- _ACTION ITEM_: Repeat precisely the line in which "the reflection on" occurs and all lines that follow it in the entries below. Pictures must be omitted.

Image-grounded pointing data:
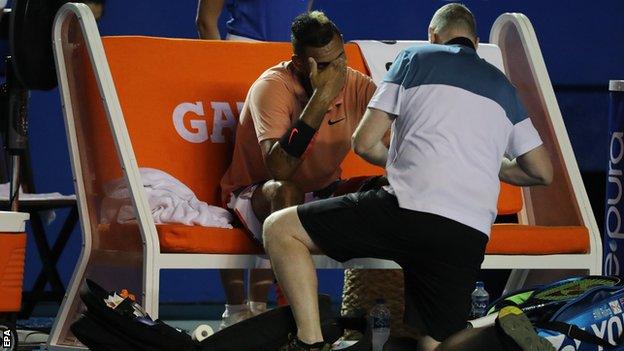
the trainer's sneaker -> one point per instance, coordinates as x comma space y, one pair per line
229, 318
294, 344
513, 322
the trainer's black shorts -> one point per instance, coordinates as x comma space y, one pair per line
439, 256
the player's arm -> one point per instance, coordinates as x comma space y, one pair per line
208, 12
368, 139
283, 156
531, 168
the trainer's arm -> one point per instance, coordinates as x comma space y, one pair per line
531, 168
327, 84
208, 12
367, 141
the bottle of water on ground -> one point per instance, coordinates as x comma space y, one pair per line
480, 301
380, 324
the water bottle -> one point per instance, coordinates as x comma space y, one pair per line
480, 301
380, 324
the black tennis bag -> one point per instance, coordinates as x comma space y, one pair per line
102, 328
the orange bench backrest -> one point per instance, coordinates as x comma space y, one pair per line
180, 98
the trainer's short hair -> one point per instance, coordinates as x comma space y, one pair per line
311, 29
454, 17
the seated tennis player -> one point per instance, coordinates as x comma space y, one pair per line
313, 95
459, 128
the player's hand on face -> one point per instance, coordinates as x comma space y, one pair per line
329, 80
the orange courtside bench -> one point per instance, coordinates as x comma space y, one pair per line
172, 104
213, 77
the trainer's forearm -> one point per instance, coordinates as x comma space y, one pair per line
511, 173
377, 154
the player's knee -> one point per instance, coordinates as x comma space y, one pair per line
270, 230
287, 192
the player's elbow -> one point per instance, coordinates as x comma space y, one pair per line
358, 144
546, 176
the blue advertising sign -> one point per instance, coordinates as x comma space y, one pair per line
613, 239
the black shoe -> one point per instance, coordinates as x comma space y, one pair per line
294, 344
513, 322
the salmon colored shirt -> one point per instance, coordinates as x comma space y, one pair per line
273, 103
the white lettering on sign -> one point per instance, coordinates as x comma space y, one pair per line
223, 117
614, 217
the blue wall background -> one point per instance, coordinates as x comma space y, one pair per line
582, 43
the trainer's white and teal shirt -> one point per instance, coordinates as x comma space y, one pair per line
456, 116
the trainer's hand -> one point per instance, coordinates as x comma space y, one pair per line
330, 80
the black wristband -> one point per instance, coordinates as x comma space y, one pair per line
297, 138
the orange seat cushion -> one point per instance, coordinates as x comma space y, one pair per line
180, 238
506, 239
518, 239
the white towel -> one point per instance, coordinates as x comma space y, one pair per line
169, 199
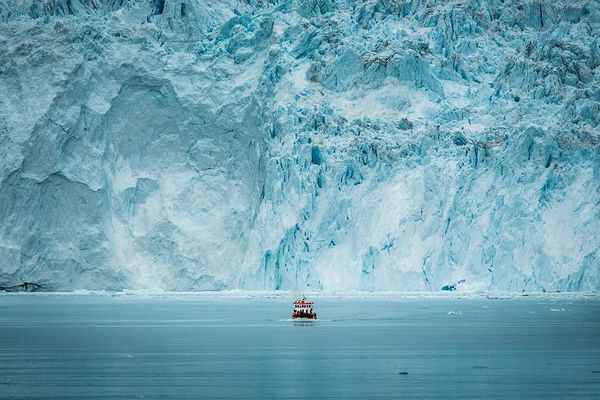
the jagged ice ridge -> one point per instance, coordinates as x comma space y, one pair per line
300, 144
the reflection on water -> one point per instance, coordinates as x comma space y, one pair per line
209, 348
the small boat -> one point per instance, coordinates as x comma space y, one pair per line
304, 310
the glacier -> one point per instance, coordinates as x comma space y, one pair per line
376, 145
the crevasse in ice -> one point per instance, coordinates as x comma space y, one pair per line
321, 144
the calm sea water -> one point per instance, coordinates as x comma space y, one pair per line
129, 347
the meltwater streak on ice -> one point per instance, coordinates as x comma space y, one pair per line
203, 347
294, 144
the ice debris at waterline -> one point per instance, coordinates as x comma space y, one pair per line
320, 144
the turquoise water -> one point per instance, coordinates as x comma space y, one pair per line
196, 347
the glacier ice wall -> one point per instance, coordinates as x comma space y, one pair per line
322, 144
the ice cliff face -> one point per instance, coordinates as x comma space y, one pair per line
323, 144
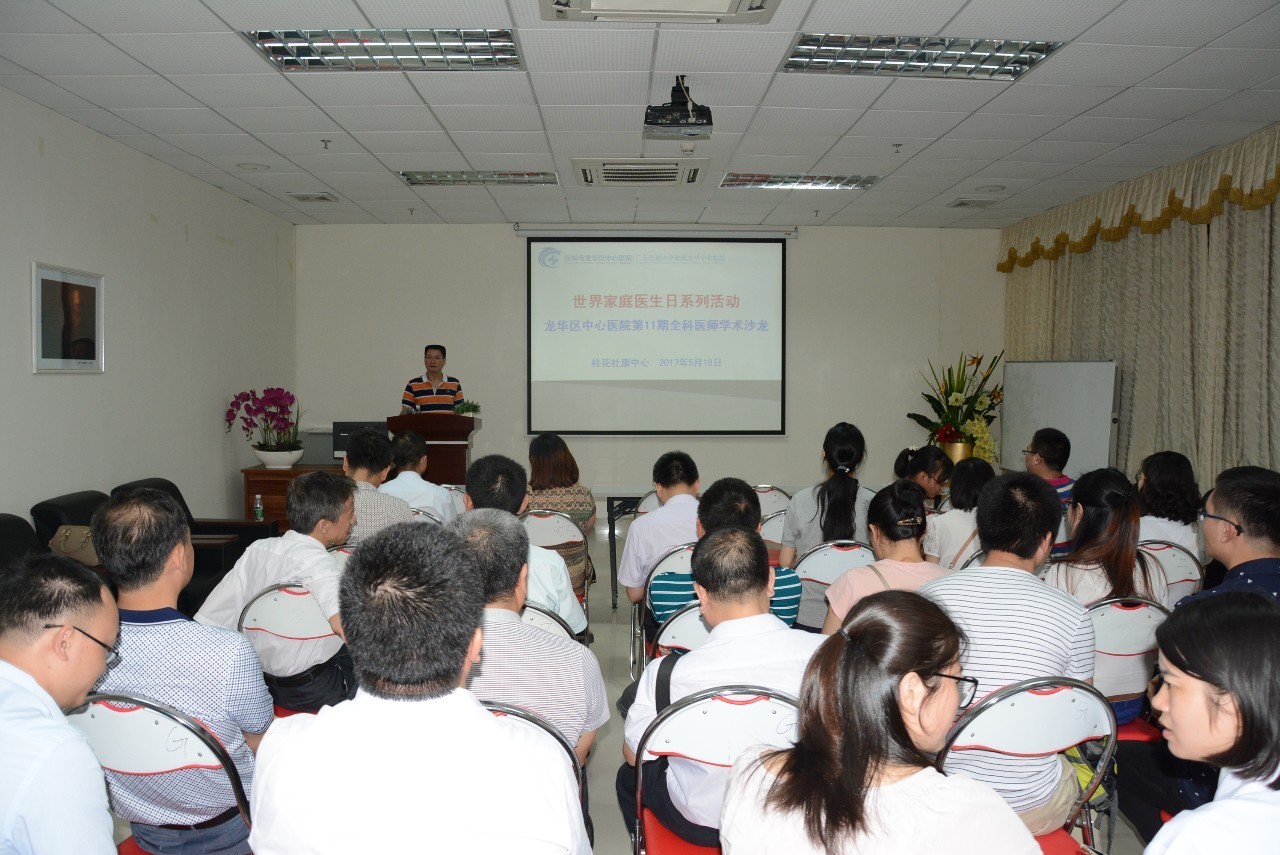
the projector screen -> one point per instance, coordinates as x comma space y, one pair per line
656, 335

- _RESULT FOR THIS EXERCISE_:
the reflection on water -> one point per instance, coordinates as x comma space y, one pair per line
209, 348
the small boat -> one point per instance, coordinates as x comma space y, one pair per line
304, 310
the glacier -> one point per instance, coordinates as x comma space y, one pair per line
376, 145
the crevasse in ice -> one point per instance, coordinates as x comma space y, one pair per line
321, 144
the calm sea water -> one point per instance, coordinates as x comma space y, one pair per line
129, 347
the meltwater streak on ice -> one point per instance, coordinates as x comma space y, one pair per line
203, 347
294, 144
the ice debris at waterline -> one point per instance, coordinates as x comma space y, one pair per line
320, 144
the turquoise water -> one point per instance, coordinates as x comma space y, one pair per line
196, 347
the glacier ice wall -> one point per instance, coordinates as x comma space y, one pair per line
322, 144
the ice cliff face -> one point per instance, coordinates as x comma space y, one pair per line
323, 144
the projector screen -> one point per instance, coordinates as x comma space y, one pair per line
656, 335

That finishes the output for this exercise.